Rescale the records below by copying every line, requests included, with each pixel coordinate in the answers multiplied by 1.9. Round the results to whole numbers, with halves going up.

#####

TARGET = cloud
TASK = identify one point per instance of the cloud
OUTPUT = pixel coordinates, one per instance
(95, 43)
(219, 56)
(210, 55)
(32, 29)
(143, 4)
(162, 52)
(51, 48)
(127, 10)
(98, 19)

#####

- RESPONSE TO THE TASK:
TARGET = cloud
TASK = identify one point per instance of the cloud
OUTPUT = pixel coordinates, one per instance
(181, 82)
(416, 106)
(399, 105)
(61, 55)
(272, 8)
(308, 99)
(97, 91)
(241, 19)
(186, 36)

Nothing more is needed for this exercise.